[Start of Dataset excerpts]

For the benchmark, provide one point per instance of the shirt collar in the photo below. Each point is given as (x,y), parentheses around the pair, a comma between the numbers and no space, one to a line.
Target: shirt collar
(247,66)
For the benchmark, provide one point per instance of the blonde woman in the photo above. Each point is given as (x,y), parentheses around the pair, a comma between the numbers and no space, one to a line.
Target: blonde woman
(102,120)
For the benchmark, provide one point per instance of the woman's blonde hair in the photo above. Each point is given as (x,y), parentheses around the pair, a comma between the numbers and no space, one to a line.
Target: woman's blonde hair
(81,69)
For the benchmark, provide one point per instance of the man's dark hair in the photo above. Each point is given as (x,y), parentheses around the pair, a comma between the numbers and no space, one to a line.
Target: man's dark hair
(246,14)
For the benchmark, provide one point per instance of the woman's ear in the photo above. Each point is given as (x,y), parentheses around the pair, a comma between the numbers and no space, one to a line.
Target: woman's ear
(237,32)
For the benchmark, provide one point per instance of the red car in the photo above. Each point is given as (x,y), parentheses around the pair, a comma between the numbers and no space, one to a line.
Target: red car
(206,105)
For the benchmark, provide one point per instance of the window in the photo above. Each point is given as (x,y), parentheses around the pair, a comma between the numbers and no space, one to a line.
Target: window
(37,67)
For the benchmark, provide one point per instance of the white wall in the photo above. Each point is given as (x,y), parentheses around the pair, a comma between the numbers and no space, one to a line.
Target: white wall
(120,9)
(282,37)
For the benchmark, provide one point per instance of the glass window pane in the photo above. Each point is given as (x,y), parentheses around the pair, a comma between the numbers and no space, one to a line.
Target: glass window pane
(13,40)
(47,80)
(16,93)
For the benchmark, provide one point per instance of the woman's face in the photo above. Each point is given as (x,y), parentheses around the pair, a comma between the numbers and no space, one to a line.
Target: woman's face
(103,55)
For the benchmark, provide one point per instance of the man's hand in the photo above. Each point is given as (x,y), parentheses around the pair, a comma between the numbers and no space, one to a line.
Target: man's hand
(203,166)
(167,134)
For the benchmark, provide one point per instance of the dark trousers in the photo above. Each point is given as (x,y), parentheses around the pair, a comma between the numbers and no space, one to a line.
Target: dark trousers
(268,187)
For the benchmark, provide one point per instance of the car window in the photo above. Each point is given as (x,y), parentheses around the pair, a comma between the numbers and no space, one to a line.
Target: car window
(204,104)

[End of Dataset excerpts]
[Start of Dataset excerpts]

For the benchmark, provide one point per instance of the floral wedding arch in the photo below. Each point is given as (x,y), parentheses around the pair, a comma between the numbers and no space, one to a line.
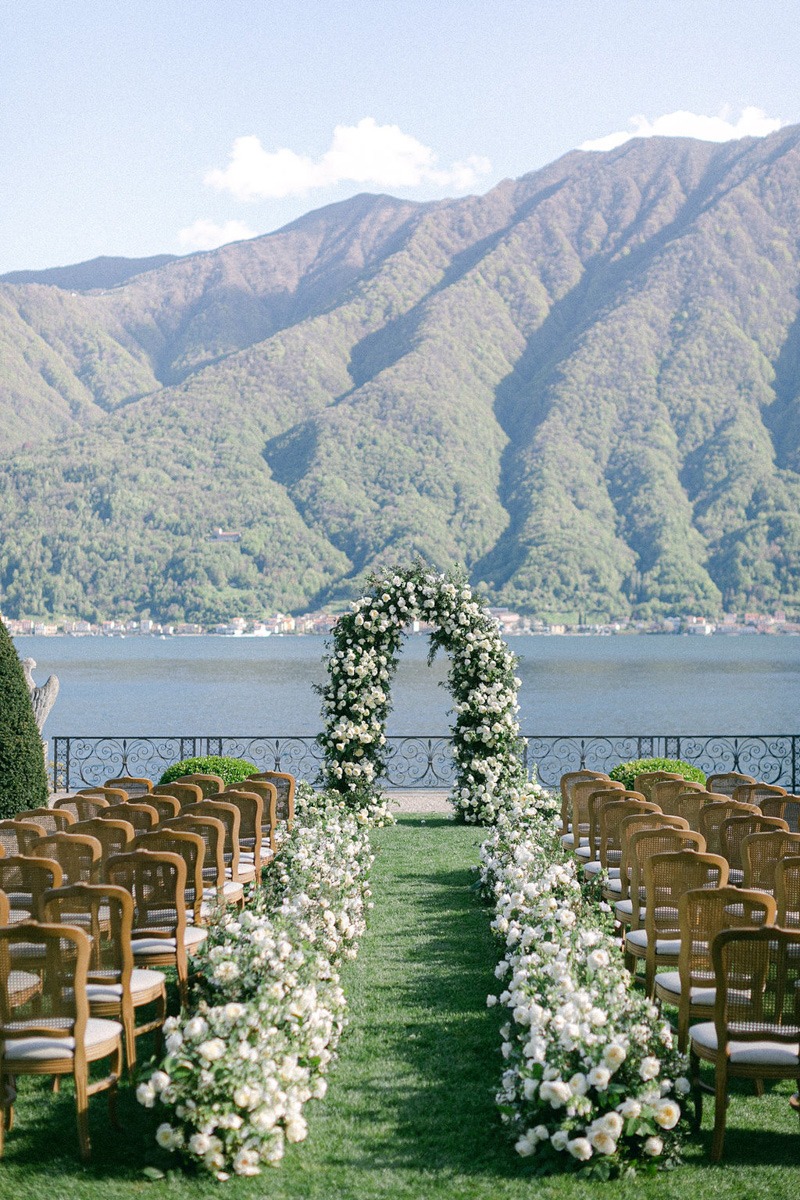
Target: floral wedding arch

[End of Dataset excerpts]
[Start of Dataset excerpts]

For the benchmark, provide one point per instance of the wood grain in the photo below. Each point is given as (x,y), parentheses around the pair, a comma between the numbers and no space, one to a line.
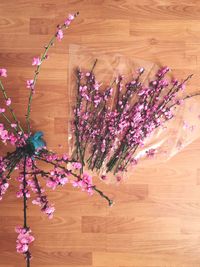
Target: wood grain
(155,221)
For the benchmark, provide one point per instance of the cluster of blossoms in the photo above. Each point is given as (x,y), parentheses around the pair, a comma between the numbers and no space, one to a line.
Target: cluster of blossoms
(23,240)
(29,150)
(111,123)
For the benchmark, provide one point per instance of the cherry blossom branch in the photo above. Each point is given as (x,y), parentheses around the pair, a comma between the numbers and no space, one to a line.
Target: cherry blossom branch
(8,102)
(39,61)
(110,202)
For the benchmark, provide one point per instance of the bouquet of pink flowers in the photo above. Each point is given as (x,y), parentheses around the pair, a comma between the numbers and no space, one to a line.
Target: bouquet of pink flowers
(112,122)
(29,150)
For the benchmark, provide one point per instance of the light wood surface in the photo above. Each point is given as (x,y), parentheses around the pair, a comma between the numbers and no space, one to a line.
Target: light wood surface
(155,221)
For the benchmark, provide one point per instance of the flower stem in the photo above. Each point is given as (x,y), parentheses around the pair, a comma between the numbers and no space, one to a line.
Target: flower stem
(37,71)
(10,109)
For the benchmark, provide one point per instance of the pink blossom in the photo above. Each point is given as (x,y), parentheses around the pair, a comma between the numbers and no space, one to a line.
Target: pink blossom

[End of Dataset excerpts]

--- Task requirements ---
Recast the material above as a numbered list, from the line with "For the benchmark, provide one point per instance of the cherry" to the line with "Target: pink blossom", both lines included and any blank lines left out.

--- Answer ---
1. For the benchmark, provide one point per instance of the cherry blossom branch in the photo above. Each point is given as (x,y), parentheses around the pair, a comma between the numbers and no space, one to a line.
2. Target: cherry blossom branch
3. (8,102)
4. (39,61)
5. (110,202)
6. For the benchmark, provide one point per instance of the bouquet of pink flowers in the photo above. Each point is given as (x,y), parentheses around the pair, a comma between the numbers and no space, one to a line.
7. Target: bouquet of pink flowers
8. (112,122)
9. (29,150)
10. For the benchmark, provide one point per instance of the light wood surface in the photo above. Each point is given as (x,y), parentheses around the pair, a comma between the numbers and no space, one to a line.
11. Target: light wood surface
12. (155,221)
13. For the benchmark, provide one point per instance of the flower stem in the photo above. Each point is given as (x,y), parentheses around the pair, a comma between the numbers and no space, one to a line.
14. Target: flower stem
15. (37,71)
16. (10,109)
17. For the benchmark, provide one point per instance of the pink blossom in the photo above. Each point is given as (x,y), parentheses around the pair, a comma between the numbers and no space, one to a line.
18. Target: pink blossom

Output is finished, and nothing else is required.